→ **Problem description**:
Copy the rows from the first line through the line containing "Segment each instance of the bus headlight", replacing "example output" with "sample output" and leaving everything else unchanged.
########
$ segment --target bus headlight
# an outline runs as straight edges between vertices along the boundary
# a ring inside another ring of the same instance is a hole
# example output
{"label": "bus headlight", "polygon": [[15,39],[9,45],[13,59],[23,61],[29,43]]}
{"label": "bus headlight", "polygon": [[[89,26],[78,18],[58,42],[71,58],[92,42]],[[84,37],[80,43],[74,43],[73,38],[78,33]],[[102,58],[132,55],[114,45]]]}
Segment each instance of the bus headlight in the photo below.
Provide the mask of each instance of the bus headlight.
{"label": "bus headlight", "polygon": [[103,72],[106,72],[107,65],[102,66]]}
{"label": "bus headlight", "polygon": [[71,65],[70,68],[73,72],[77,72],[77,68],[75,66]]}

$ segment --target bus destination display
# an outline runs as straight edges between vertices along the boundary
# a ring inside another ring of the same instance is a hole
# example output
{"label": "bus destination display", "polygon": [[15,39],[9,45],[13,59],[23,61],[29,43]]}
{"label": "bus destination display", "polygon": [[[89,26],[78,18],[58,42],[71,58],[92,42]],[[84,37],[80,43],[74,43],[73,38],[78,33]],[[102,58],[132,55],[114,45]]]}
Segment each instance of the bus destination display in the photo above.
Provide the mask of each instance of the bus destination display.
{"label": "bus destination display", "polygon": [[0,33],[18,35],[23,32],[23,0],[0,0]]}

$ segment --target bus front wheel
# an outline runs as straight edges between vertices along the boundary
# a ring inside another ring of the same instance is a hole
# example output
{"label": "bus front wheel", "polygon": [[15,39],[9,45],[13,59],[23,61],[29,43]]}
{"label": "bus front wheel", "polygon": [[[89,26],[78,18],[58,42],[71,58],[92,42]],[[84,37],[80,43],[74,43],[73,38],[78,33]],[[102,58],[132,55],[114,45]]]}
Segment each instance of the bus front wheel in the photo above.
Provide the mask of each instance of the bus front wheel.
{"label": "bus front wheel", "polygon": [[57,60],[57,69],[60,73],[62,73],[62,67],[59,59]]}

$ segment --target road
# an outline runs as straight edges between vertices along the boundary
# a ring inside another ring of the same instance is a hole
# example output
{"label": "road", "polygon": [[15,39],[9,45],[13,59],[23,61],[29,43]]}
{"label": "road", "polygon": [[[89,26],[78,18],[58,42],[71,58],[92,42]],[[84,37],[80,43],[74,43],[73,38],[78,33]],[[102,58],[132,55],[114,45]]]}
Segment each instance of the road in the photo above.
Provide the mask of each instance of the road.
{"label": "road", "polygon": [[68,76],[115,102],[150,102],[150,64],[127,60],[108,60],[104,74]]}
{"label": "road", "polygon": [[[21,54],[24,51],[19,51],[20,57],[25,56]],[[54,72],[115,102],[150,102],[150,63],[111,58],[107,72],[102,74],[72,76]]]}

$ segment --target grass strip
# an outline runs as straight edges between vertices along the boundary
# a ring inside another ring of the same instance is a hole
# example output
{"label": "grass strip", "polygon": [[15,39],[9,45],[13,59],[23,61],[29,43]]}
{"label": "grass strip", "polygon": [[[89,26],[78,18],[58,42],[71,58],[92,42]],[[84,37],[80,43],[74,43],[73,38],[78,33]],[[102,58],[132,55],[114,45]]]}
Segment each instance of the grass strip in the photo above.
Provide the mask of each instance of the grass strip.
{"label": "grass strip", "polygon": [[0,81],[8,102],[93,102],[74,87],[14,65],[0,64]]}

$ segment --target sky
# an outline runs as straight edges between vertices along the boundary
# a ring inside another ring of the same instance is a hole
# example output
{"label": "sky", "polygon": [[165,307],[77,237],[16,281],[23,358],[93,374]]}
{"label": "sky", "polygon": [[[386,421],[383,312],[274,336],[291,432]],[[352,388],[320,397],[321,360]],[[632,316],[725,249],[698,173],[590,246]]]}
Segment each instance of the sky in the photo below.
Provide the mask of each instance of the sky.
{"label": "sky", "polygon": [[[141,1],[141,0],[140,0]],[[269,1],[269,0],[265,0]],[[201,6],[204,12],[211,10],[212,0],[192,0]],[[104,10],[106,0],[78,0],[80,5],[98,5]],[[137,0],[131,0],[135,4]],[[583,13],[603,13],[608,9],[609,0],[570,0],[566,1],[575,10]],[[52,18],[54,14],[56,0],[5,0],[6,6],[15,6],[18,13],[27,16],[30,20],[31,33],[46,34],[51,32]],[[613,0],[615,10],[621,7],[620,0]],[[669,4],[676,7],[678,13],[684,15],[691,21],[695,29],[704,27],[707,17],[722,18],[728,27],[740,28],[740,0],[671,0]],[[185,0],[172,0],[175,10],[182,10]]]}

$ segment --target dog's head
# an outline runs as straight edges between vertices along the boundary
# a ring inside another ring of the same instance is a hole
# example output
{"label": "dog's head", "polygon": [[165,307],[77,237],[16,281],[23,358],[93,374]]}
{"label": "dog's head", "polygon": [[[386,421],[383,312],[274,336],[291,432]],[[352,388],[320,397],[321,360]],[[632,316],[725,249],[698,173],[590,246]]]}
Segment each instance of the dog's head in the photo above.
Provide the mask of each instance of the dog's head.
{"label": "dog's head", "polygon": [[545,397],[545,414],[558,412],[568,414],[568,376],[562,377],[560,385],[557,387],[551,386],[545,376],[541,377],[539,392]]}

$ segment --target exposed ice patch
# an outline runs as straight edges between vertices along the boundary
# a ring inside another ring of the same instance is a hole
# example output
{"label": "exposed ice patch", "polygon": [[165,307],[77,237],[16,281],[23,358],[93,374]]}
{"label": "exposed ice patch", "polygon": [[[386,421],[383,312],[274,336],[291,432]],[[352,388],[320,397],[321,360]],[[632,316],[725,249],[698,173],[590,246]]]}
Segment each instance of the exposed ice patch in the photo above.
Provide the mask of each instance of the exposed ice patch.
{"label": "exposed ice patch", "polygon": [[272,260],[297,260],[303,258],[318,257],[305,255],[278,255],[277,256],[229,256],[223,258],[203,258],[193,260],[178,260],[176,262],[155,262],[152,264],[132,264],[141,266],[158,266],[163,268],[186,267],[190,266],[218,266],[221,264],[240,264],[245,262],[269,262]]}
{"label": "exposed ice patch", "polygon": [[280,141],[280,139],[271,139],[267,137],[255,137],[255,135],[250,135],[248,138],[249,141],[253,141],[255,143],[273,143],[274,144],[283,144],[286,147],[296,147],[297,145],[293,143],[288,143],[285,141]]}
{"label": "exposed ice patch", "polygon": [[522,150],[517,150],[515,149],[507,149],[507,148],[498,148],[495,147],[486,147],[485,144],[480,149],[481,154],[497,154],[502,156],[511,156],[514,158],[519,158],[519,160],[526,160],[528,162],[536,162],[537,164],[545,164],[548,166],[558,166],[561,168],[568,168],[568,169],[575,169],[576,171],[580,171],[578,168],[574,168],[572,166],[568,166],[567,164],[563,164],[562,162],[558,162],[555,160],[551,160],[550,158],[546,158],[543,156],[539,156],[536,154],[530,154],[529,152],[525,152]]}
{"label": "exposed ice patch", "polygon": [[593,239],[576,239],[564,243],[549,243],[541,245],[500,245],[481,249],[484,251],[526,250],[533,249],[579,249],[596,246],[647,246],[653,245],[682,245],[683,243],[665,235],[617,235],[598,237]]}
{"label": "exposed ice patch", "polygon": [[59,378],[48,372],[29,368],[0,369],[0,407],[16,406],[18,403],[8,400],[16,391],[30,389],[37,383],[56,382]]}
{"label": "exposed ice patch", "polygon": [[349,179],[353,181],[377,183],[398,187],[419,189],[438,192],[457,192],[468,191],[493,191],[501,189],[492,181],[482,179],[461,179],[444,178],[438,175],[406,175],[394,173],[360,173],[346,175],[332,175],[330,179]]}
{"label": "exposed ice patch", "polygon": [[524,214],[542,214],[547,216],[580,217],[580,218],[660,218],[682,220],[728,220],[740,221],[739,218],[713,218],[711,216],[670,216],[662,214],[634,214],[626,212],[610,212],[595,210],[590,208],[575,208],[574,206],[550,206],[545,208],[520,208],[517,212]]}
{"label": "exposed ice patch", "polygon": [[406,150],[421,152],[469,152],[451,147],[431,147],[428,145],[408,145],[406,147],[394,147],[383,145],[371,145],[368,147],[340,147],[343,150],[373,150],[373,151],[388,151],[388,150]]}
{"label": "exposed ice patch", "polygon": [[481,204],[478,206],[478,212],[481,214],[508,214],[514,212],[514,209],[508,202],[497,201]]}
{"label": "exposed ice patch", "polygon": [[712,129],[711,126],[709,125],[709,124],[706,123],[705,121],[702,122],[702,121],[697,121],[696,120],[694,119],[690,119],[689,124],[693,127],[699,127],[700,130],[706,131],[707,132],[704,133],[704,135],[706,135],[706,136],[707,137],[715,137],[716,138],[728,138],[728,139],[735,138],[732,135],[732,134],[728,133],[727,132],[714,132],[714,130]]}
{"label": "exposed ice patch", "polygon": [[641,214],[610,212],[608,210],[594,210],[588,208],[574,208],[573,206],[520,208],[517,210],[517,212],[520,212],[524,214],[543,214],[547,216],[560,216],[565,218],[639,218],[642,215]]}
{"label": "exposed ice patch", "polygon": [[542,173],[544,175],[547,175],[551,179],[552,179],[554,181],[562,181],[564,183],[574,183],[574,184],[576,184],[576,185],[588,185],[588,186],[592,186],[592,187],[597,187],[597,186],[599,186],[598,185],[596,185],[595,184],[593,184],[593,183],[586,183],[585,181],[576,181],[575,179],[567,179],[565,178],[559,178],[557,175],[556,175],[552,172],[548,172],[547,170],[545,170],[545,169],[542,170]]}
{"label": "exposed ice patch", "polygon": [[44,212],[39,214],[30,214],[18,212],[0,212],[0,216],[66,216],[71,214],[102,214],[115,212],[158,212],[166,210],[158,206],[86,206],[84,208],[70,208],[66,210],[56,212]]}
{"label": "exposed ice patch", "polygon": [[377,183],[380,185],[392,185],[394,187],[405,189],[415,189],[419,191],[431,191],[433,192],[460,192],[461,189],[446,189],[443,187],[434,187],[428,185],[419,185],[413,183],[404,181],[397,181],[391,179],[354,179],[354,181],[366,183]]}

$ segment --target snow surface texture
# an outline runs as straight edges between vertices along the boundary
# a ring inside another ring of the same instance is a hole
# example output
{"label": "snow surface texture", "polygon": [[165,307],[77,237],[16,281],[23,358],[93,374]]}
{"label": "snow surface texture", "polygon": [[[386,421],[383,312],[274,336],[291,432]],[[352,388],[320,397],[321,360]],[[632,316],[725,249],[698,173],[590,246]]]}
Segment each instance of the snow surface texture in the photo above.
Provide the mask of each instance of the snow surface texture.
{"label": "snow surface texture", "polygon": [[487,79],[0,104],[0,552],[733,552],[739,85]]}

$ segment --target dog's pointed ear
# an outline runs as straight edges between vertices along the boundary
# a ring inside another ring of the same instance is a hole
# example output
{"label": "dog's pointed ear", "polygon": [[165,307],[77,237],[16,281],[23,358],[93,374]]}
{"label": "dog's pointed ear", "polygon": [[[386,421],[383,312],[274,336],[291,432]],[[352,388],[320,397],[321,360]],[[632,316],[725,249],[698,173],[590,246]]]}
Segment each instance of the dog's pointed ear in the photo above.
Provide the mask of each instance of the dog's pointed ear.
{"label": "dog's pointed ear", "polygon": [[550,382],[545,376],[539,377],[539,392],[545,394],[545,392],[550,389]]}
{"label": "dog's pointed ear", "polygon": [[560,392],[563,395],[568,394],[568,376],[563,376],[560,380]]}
########
→ **Answer to the exercise**:
$ segment --target bus headlight
# an outline runs as straight edges between vertices along the boundary
# a ring inside another ring of the same instance is a hole
# sample output
{"label": "bus headlight", "polygon": [[15,39],[9,45],[13,59],[23,61],[29,43]]}
{"label": "bus headlight", "polygon": [[[89,26],[78,18],[58,42],[71,58],[92,42]],[[84,37],[80,43],[74,43],[73,38],[78,33]],[[102,58],[132,55],[114,45]]]}
Segment each instance of the bus headlight in the photo below.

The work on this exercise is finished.